§ TAREA A
En el texto sobre la esperanza del cielo que aparece más abajo, enumera, por favor, todas las construcciones que repiten un mismo verbo dentro de la cita de santa Teresa de Jesús.

§ TEXTO DEL DOCUMENTO
- La mirada puesta en el cielo.
- La vida eterna no nos separa del mundo.
«NO SE TURBE vuestro corazón. Creéis en Dios, creed también en mí» (Jn 14,1). Encontramos estas palabras en la Última Cena de Jesús. El Señor expresa su inmenso cariño por aquellos que lo habían seguido durante tres años. Al mismo tiempo, les advierte sobre algunos hechos dolorosos que se avecinan: la traición de uno de sus más íntimos y las negaciones de Pedro. Están por llegar momentos duros para sus discípulos, pero Jesús no quiere que sus corazones se derrumben. Ante la cercanía de las contradicciones, el Señor mueve a los suyos a dirigir la mirada hacia el cielo. «En la casa de mi Padre hay muchas moradas. De lo contrario, ¿os hubiera dicho que voy a prepararos un lugar?» (Jn 14,2).
El cielo es la meta hacia la que caminamos. Ciertamente, amamos este mundo que ha salido de las manos de Dios, y nuestro corazón se alegra con tantas cosas buenas que encontramos en él. Nos sabemos queridos por el Señor ya en esta tierra y esto nos colma de gozo. Pero sabemos que esta alegría se refuerza con la certeza de la alegría definitiva. «Estoy feliz –afirmaba san Josemaría– con la certeza del cielo que alcanzaremos, si permanecemos fieles hasta el final; con la dicha que nos llegará, quoniam bonus, porque mi Dios es bueno y es infinita su misericordia»[1].
Cuánto nos ayuda no perder de vista la esperanza del cielo. Así podremos valorar en su dimensión adecuada todo lo que nos sucede, tanto lo agradable como lo desagradable. «Solo la fe en la vida eterna nos hace amar verdaderamente la historia y el presente, pero sin apegos, en la libertad del peregrino que ama la tierra porque tiene el corazón en el cielo»[2]. La vida eterna es el premio que no decepciona, será el momento en que estaremos íntimamente unidos a Dios y a una multitud de gente. Todos los esfuerzos habrán valido la pena. «Digo que importa mucho, y el todo –dice santa Teresa de Jesús–, una grande y muy determinada determinación de no parar hasta llegar, venga lo que viniere, suceda lo que sucediere, trabájese lo que se trabajare, murmure quien murmurare»[3].

(Registros de un conjunto de datos de anotación)
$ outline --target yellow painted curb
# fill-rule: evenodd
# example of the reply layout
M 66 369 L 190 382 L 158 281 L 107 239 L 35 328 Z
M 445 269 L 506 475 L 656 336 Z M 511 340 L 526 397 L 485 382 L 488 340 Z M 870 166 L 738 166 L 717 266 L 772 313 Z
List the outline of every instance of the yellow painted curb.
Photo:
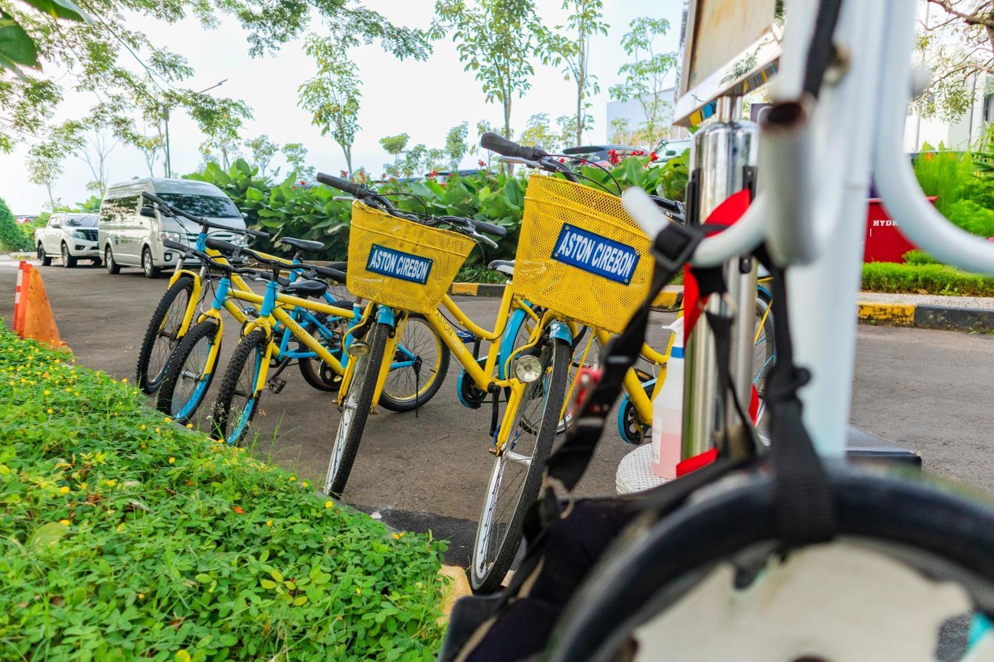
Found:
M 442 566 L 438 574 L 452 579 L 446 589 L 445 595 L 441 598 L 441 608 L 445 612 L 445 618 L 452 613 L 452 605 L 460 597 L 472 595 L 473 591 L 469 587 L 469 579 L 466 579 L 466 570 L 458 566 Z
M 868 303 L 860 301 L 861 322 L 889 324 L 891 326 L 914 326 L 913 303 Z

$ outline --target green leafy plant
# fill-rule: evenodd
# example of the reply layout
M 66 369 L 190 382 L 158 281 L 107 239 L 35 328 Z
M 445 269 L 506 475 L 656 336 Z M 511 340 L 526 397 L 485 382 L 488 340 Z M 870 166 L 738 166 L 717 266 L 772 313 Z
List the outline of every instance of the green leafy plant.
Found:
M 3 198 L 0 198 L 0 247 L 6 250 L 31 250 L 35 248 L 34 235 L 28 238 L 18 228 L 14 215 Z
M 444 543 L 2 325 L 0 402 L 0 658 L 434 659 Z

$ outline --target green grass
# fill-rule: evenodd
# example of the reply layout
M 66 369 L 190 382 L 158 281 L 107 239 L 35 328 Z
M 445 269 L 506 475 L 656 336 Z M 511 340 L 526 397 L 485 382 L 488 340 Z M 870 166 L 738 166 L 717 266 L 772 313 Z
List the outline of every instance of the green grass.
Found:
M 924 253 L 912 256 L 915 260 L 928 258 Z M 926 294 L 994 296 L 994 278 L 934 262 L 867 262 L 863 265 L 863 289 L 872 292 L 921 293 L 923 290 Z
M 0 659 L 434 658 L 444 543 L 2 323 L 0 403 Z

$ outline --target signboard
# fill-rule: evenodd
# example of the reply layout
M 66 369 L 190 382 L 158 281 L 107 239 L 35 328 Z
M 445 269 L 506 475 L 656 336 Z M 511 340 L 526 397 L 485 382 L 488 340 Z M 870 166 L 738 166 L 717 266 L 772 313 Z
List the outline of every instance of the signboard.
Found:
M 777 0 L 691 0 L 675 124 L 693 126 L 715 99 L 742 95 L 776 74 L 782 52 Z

§ TAREA B
Reúne todas las líneas de los registros que contienen la palabra "every". Distingue entre mayúsculas y minúsculas.

§ SOLUCIÓN A
- venga lo que viniere
- suceda lo que sucediere
- trabájese lo que se trabajare
- murmure quien murmurare

§ SOLUCIÓN B
List the outline of every instance of the yellow painted curb.
List the outline of every instance of the green leafy plant.
List the outline of every instance of the green grass.
List the outline of every instance of the signboard.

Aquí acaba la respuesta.